> THE TASK
Among the entries, find the lines with the string "record" and report them.

Photo-based referring expression data

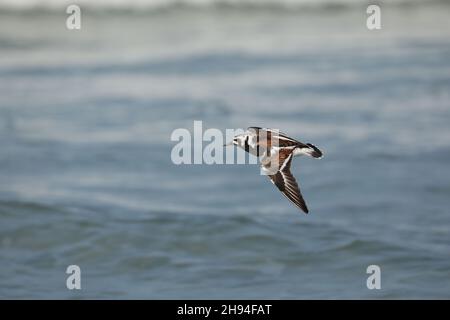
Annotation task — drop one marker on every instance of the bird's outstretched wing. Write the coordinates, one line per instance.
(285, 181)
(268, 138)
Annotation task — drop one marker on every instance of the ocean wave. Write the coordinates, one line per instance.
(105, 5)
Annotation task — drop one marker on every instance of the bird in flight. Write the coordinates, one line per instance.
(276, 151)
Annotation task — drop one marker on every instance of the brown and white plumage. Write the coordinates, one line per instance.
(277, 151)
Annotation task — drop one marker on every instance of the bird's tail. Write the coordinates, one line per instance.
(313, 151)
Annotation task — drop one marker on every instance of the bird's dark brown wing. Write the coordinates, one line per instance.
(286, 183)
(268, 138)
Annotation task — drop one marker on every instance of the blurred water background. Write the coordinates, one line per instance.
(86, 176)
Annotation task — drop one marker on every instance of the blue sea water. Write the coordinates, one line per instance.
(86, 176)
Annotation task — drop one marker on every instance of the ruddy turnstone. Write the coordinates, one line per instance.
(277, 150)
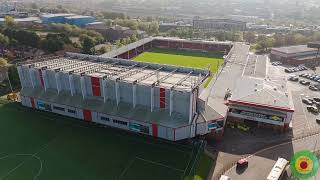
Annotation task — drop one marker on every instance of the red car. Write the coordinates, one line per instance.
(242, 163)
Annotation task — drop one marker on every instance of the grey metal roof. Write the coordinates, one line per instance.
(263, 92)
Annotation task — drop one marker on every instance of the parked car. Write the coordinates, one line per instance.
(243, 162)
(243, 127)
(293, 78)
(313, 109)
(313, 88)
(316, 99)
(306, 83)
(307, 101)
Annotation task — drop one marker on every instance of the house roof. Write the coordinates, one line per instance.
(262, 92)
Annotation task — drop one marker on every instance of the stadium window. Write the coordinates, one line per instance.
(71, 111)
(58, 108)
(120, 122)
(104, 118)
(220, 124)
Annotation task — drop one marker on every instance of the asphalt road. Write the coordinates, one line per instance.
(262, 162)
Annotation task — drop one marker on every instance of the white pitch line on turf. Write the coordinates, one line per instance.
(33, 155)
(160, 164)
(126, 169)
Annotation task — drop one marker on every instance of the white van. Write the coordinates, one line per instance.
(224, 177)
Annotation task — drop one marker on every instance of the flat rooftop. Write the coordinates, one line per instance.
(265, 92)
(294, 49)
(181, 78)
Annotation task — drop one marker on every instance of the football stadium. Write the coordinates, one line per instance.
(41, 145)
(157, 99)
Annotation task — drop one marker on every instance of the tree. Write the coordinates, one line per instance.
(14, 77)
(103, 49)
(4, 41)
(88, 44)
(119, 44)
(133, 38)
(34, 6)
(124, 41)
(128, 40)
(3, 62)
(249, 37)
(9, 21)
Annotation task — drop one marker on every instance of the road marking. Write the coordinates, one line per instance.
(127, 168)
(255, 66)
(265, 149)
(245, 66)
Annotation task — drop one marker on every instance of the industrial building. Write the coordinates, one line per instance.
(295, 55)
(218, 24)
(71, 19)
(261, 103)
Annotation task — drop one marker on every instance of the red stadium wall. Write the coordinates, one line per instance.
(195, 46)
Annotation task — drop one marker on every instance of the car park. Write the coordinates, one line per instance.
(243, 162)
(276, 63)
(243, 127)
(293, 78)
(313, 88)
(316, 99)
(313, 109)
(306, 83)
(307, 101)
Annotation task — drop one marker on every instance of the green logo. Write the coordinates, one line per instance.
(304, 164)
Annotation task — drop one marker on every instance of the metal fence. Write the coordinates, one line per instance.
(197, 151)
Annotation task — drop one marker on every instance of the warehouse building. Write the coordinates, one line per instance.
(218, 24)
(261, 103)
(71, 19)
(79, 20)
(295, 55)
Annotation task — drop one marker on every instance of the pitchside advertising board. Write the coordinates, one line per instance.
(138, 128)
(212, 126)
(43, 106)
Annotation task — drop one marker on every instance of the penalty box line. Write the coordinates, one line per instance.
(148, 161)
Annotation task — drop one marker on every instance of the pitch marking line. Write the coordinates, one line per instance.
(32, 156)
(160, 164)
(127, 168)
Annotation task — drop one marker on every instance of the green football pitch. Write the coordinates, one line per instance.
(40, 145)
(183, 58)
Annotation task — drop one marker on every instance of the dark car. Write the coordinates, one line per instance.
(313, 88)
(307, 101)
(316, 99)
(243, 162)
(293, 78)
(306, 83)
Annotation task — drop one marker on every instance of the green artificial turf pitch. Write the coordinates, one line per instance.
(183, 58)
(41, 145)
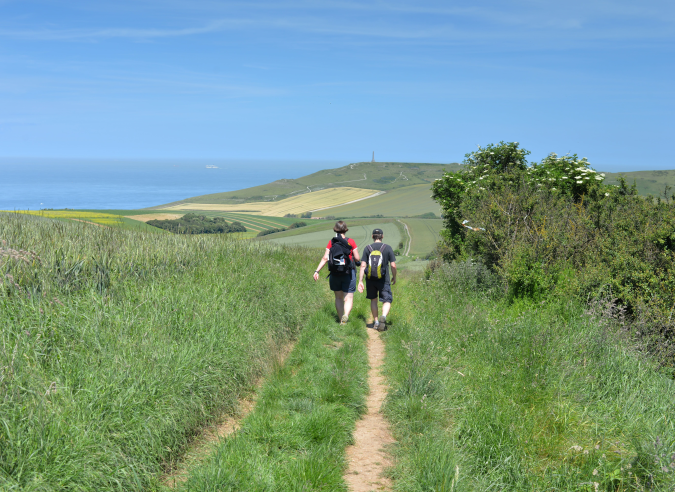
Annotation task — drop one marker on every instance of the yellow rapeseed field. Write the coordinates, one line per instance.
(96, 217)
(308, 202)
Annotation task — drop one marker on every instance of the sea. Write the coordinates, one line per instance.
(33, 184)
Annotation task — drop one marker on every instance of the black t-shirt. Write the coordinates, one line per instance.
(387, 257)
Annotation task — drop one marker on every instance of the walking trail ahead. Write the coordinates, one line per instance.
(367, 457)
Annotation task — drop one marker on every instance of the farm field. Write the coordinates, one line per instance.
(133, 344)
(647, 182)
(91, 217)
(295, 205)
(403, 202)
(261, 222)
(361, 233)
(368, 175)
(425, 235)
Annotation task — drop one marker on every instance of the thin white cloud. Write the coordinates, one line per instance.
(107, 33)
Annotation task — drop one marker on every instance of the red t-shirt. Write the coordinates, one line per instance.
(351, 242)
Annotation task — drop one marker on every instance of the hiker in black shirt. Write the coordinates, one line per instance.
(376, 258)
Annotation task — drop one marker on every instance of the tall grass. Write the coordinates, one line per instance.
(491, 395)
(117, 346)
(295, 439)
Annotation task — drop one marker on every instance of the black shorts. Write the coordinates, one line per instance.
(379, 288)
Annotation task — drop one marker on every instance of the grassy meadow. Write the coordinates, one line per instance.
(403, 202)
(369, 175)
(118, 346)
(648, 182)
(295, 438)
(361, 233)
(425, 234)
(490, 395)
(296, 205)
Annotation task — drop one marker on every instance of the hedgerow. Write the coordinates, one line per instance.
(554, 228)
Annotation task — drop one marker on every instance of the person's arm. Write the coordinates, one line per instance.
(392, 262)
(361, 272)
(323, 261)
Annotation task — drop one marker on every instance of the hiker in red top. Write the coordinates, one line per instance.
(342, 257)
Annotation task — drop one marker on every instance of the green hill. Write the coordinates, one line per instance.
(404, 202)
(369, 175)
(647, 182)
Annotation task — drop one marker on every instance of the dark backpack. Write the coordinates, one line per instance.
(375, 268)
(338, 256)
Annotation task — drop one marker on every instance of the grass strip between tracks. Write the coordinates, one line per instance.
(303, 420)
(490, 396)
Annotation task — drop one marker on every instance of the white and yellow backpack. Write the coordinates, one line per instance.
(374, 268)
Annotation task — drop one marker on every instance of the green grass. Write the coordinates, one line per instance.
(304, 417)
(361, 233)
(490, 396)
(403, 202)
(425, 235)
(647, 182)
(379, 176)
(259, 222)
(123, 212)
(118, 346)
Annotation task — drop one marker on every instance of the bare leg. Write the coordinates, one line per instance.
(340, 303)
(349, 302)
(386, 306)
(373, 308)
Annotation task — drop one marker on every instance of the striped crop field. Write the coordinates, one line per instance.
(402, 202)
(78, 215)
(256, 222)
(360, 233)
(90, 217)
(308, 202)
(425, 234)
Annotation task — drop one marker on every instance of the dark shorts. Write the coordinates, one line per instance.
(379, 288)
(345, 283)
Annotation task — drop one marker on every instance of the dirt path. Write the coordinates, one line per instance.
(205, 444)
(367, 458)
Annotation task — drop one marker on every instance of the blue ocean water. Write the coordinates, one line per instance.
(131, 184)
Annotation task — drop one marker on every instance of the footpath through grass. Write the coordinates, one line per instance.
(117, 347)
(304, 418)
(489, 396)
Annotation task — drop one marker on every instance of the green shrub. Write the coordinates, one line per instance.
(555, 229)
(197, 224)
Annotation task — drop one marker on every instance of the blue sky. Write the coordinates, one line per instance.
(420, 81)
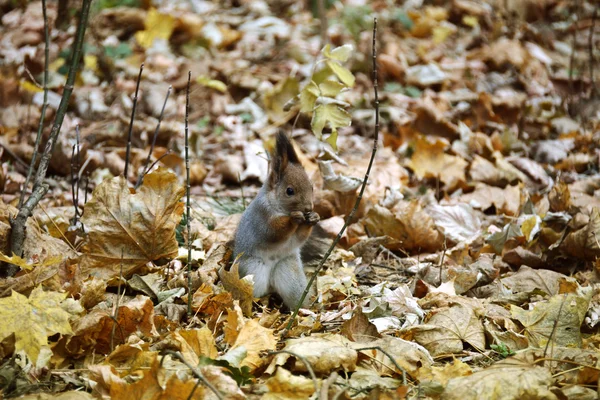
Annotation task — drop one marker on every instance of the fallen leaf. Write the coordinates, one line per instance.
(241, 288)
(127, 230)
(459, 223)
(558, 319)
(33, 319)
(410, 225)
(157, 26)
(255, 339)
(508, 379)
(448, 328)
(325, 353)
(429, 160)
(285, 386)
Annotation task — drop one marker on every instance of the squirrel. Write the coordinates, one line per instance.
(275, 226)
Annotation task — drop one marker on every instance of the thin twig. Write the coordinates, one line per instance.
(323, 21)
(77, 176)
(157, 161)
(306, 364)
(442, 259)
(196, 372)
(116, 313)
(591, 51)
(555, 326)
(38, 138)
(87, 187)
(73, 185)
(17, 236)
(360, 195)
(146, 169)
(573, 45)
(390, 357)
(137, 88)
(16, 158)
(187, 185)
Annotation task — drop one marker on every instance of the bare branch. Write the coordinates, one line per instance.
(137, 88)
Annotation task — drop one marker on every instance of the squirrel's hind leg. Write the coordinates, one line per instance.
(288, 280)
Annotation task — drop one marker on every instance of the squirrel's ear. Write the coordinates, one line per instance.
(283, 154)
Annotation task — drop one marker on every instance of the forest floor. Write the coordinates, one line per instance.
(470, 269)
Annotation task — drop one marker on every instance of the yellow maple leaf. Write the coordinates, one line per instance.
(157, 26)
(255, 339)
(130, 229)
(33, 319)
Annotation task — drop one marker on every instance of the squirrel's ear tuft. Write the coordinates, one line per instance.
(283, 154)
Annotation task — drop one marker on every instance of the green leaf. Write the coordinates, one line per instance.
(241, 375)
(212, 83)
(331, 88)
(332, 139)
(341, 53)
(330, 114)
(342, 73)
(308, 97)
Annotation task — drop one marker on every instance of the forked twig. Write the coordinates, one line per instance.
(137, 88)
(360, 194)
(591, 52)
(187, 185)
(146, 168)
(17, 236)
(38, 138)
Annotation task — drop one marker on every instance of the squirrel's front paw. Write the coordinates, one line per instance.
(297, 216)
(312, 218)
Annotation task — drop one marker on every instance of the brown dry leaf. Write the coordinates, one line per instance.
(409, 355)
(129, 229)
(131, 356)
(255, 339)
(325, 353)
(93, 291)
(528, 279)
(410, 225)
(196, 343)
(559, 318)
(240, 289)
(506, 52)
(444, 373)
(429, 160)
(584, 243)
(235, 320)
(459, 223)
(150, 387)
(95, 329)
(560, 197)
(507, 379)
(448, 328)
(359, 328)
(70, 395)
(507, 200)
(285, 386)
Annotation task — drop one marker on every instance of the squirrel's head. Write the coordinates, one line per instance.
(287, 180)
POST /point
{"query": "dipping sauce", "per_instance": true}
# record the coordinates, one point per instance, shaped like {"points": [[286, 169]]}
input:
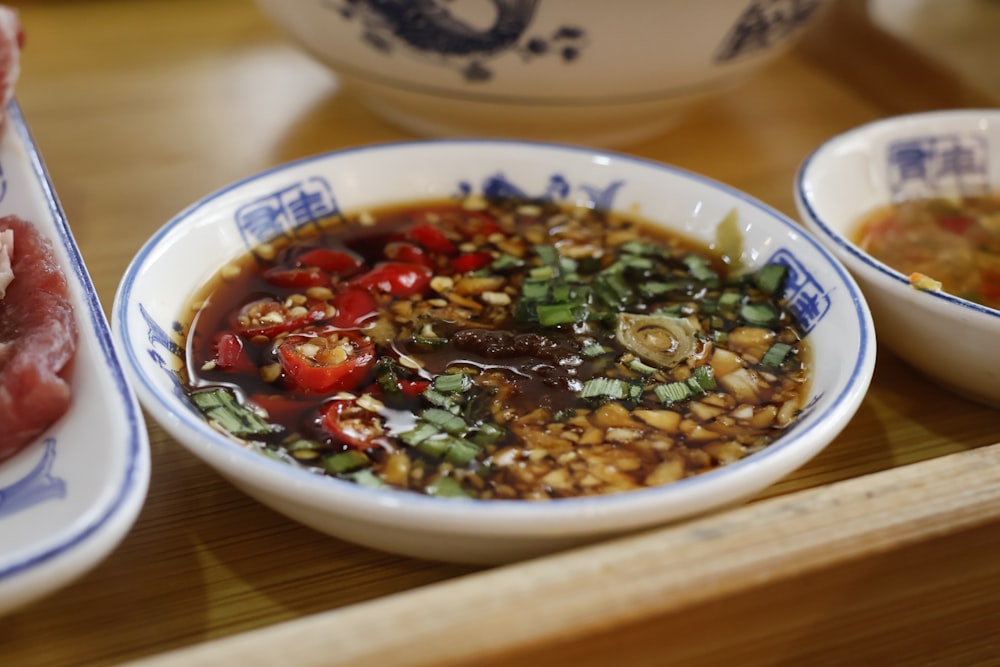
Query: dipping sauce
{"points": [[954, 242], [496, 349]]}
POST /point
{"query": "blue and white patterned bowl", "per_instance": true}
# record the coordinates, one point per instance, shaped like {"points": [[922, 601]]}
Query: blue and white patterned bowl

> SOLUTION TO THE EXERCISE
# record the coordinates, one point per instance, shaped like {"points": [[286, 169]]}
# record the coordinates, one point per instance, shaped like {"points": [[922, 601]]}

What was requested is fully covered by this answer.